• _Angezeigter Textauszug_
'''

Adobe hat die geplante 20-Milliarden US-Dollar schwere Übernahme des Konkurrenten Figma auf Eis gelegt, da es "keinen klaren Weg zur Erteilung der erforderlichen Genehmigungen" durch die britischen und EU-Wettbewerbshüter gab. Damit ist die die bislang größte Übernahme der Firmengeschichte vorerst vom Tisch.

Sowohl von den britischen als auch von den EU-Wettbewerbshütern war der geplante Deal geprüft worden, da sie Auswirkungen auf die Märkte für Produktdesign, Bildbearbeitung und Illustration befürchten. Adobe weigerte sich verschiedenen Medienberichten zuolge in der vergangenen Woche jedoch, Abhilfemaßnahmen anzubieten, um die Bedenken der britischen Wettbewerbsbehörde Competition and Markets Authority (CMA) auszuräumen. Die CMA hatte erklärt, die Übernahme würde die Innovation von Software beeinträchtigen, die von der überwiegenden Mehrheit der britischen Digitaldesigner verwendet wird, und wiederholte damit ähnliche Bedenken der EU hinsichtlich einer möglichen Einschränkung des Wettbewerbs, schreibt die Nachrichtenagentur Reuters.

'''

• _Gegebene Angaben_

'''

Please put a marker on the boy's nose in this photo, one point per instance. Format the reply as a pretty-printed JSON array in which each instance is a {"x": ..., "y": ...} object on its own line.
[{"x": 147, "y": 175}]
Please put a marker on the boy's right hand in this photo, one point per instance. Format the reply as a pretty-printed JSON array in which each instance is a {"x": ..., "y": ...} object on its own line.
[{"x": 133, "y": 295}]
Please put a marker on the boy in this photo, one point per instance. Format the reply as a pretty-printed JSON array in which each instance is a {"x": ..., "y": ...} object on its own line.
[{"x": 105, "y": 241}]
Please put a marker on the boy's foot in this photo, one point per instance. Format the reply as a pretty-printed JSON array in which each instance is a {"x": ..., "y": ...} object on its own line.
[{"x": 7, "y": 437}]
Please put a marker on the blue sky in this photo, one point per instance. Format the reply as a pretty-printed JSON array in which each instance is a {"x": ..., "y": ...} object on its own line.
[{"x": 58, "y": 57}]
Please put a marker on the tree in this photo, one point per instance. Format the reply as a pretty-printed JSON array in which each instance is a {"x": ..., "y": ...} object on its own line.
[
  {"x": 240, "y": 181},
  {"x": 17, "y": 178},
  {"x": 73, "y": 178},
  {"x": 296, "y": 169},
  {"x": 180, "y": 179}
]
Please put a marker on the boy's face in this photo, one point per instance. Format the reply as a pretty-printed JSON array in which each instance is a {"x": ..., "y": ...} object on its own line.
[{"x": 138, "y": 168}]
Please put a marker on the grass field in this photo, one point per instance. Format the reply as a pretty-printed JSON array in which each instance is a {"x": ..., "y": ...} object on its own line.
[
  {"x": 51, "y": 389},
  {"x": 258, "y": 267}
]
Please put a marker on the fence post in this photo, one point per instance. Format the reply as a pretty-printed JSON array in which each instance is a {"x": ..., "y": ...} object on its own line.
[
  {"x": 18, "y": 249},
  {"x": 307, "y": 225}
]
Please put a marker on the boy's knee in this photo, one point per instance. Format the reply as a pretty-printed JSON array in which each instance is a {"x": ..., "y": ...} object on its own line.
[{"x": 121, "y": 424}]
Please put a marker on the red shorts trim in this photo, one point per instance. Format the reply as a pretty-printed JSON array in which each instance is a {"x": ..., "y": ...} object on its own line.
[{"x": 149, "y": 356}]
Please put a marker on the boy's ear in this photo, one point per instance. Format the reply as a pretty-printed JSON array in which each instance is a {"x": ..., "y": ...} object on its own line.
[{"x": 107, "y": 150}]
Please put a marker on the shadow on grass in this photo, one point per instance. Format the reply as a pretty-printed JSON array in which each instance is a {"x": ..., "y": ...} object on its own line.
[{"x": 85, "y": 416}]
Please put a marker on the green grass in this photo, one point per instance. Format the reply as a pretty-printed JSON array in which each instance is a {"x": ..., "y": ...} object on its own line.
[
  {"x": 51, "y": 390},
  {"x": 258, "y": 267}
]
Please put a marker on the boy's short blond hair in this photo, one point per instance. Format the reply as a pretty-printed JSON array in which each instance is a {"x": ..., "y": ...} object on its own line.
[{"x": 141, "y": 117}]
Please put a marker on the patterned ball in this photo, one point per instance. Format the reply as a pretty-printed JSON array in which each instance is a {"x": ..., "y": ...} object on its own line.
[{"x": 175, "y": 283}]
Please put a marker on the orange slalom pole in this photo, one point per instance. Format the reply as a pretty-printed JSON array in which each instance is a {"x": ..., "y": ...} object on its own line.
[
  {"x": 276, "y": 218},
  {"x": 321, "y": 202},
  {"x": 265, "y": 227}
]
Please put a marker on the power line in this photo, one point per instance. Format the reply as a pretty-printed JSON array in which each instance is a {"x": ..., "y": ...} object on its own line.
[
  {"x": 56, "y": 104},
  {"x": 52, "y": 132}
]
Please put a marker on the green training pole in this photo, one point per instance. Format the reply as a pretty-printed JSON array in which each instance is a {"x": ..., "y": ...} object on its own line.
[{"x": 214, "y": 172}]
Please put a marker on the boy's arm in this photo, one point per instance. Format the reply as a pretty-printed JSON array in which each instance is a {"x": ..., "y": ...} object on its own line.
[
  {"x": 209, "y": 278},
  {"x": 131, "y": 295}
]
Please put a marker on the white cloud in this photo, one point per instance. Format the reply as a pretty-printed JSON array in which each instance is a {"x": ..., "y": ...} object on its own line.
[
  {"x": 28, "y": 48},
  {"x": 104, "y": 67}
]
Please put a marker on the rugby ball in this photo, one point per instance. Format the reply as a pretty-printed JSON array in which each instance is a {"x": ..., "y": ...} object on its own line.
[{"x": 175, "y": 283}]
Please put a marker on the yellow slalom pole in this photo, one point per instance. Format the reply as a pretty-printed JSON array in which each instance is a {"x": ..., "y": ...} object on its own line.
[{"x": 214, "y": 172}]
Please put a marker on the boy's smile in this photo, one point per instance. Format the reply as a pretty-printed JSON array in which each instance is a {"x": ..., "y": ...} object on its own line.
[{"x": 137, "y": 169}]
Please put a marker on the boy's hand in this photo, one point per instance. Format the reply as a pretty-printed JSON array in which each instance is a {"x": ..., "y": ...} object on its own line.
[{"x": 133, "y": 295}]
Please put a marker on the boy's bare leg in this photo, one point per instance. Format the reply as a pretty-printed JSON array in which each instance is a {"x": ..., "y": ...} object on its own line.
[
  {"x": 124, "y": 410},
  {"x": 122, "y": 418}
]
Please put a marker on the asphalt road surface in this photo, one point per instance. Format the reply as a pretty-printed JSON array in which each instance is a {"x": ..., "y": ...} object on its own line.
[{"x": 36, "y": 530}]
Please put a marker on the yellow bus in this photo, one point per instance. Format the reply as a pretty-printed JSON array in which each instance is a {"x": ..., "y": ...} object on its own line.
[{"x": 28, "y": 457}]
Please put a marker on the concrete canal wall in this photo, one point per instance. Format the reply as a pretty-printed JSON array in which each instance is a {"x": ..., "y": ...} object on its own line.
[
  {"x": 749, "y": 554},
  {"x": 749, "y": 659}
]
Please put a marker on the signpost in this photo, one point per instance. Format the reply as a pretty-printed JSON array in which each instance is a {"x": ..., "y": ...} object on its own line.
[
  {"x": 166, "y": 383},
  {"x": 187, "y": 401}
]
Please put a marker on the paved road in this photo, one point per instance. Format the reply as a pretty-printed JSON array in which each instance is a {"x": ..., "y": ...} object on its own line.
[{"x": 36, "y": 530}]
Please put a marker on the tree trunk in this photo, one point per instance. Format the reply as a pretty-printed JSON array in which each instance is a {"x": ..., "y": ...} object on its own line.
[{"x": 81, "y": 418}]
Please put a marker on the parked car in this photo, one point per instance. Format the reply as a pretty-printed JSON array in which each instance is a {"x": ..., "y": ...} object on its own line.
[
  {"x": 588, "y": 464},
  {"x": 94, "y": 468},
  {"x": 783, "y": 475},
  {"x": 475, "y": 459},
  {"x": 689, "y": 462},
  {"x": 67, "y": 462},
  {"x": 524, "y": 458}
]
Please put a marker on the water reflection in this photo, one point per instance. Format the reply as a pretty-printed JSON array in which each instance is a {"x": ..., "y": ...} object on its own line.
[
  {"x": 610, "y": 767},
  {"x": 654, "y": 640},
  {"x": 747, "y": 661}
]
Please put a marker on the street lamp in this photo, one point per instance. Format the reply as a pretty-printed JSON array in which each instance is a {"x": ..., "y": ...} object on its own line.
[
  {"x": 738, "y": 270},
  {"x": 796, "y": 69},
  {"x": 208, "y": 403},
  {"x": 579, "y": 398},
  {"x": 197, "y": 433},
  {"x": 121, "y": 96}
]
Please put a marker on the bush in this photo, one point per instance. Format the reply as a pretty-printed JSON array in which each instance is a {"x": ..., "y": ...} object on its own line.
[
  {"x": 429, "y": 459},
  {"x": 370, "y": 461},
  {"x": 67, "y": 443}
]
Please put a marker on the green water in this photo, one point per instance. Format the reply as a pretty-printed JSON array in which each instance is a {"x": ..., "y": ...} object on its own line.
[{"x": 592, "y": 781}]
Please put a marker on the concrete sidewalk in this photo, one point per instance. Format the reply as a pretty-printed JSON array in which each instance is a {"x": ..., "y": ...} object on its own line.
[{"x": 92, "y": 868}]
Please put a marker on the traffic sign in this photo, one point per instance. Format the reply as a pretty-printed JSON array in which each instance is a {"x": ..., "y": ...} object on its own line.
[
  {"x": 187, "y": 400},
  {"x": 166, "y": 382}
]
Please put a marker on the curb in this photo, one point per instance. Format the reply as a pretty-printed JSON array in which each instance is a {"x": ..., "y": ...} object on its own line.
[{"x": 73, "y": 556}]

'''

• _Aufgabenstellung_
1. Gib aus dem Textauszug über die Figma-Übernahme die Stelle wortgetreu aus, die mit „Adobe hat die“ beginnt und mit „vorerst vom Tisch.“ endet.
2. Beantworte anhand des Textauszugs über die Figma-Übernahme die folgenden Fragen.
(a) Welchen Umfang in US-Dollar hatte die geplante Übernahme?
(b) Für welche Märkte befürchteten die Wettbewerbshüter Auswirkungen?
(c) Welche Nachrichtenagentur wird als Quelle genannt?

• _Lösungen_
1.
Adobe hat die geplante 20-Milliarden US-Dollar schwere Übernahme des Konkurrenten Figma auf Eis gelegt, da es "keinen klaren Weg zur Erteilung der erforderlichen Genehmigungen" durch die britischen und EU-Wettbewerbshüter gab. Damit ist die die bislang größte Übernahme der Firmengeschichte vorerst vom Tisch.

2.
(a) 20 Milliarden US-Dollar
(b) Für die Märkte für Produktdesign, Bildbearbeitung und Illustration
(c) Reuters